What you will do:
(a) Recast the paragraph of the patent passage on feature descriptor quantization that opens "In general, this disclosure describes techniques" as a short bulleted list, keeping its main facts.
(b) According to the patent passage on feature descriptor quantization, what does FIG. 8 illustrate?
(c) Carry the patent passage on feature descriptor quantization forward from its last sentence.

Quoted passage:
BRIEF DESCRIPTION OF DRAWINGS
[0017] FIG. 1 is a block diagram illustrating an image processing
system that implements the successively refinable feature
descriptor quantization techniques described in this
disclosure.
[0018] FIG. 2 is a block diagram illustrating a feature compression
unit of FIG. 1 in more detail.
[0019] FIG. 3 is a block diagram illustrating a feature
reconstruction unit of FIG. 1 in more detail.
[0020] FIG. 4 is a flowchart illustrating exemplary operation of a
visual search client device in implementing the successively
refinable feature descriptor quantization techniques described in
this disclosure.
[0021] FIG. 5 is a flowchart illustrating exemplary operation of a
visual search server in implementing the successively refinable
feature descriptor quantization techniques described in this
disclosure.
[0022] FIG. 6 is a diagram illustrating a process by which a
feature extraction unit determines a difference of Gaussian (DoG)
pyramid for use in performing keypoint extraction.
[0023] FIG. 7 is a diagram illustrating detection of a keypoint
after determining a difference of Gaussian (DoG) pyramid.
[0024] FIG. 8 is a diagram illustrating the process by which a
feature extraction unit determines a gradient distribution and an
orientation histogram.
[0025] FIGS. 9A, 9B are graphs depicting feature descriptors and
reconstruction points determined in accordance with the techniques
described in this disclosure.
[0026] FIG. 10 is a time diagram illustrating latency with respect
to a system that implements the techniques described in this
disclosure.
DETAILED DESCRIPTION
[0027] In general, this disclosure describes techniques for
performing visual search in a network environment that includes a
mobile, portable or other power-conscious device that may be
referred to as a "client device" and a visual search server. Rather
than send an image in its entirety to the visual search server, the
client device locally performs feature extraction to extract
features from an image stored on the client device in the form of
so-called "feature descriptors." In a number of instances, these
feature descriptors comprise histograms. In accordance with the
techniques described in this disclosure, the client device may
quantize these feature descriptors (which, again are often in the
form of a histogram) in a successively refinable manner. In this
way, the client device may initiate a visual search based on
feature descriptors quantized at a first, coarse quantization
level, while refining the quantization of the feature descriptors
should the visual search require additional information regarding
this feature descriptors. As a result, some amount of parallel
processing may occur as the client device and the server may both
work concurrently to perform the visual search.
[0028] For example, the client device may first quantize the
feature descriptors at the first, coarse quantization level. This
coarsely quantized feature descriptors are then sent to the visual
search server as first query data, which may proceed to perform a
visual search based on this first query data. While performing this
visual search with the coarsely quantized feature descriptor, the
client device may determine additional or second query data that
augments the first query data such that, when the first query data
is updated with the second query data, the updated first query data
is representative of the histogram feature descriptors quantized at
a second quantization level.

Information provided:
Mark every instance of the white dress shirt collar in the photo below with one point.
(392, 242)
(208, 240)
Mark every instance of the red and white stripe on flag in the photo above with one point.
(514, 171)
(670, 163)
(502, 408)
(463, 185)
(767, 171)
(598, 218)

In response:
(a)
- The techniques perform visual search in a network with a visual search server and a "client device," which is a mobile, portable, or other power-conscious device.
- The client device does not send the whole image. It extracts features locally from a stored image as "feature descriptors," which are often histograms.
- The client device quantizes these descriptors in a successively refinable manner.
- A visual search can begin with descriptors at a first, coarse quantization level. The quantization is refined if the search needs more information.
- Because of this, the client device and the server can work at the same time, so some parallel processing occurs.

(b) It shows the process by which a feature extraction unit determines a gradient distribution and an orientation histogram.

(c)
[0029] In this manner, the techniques may reduce latency associated
with performing a visual search in that query data is iteratively
determined and provided by the client device to the visual search
server concurrently with the visual search server performing the
visual search. Thus, rather than transmit the entire image, which
may consume significant amounts of bandwidth, and then wait for the
visual search server to complete the visual search, the techniques
may send feature descriptors and thereby conserve bandwidth.
Moreover, the techniques may avoid sending the image feature
descriptors in their entirety, and provide a way to successively
refine the image feature descriptors in a manner that reduces
latency. The techniques may achieve this latency reduction through
careful structuring of the bitstream or query data in a manner that
facilitates updates to the previously sent query data such that the
updated query data provides the image feature descriptors quantized
at a finer, more complete or more accurate level of
quantization.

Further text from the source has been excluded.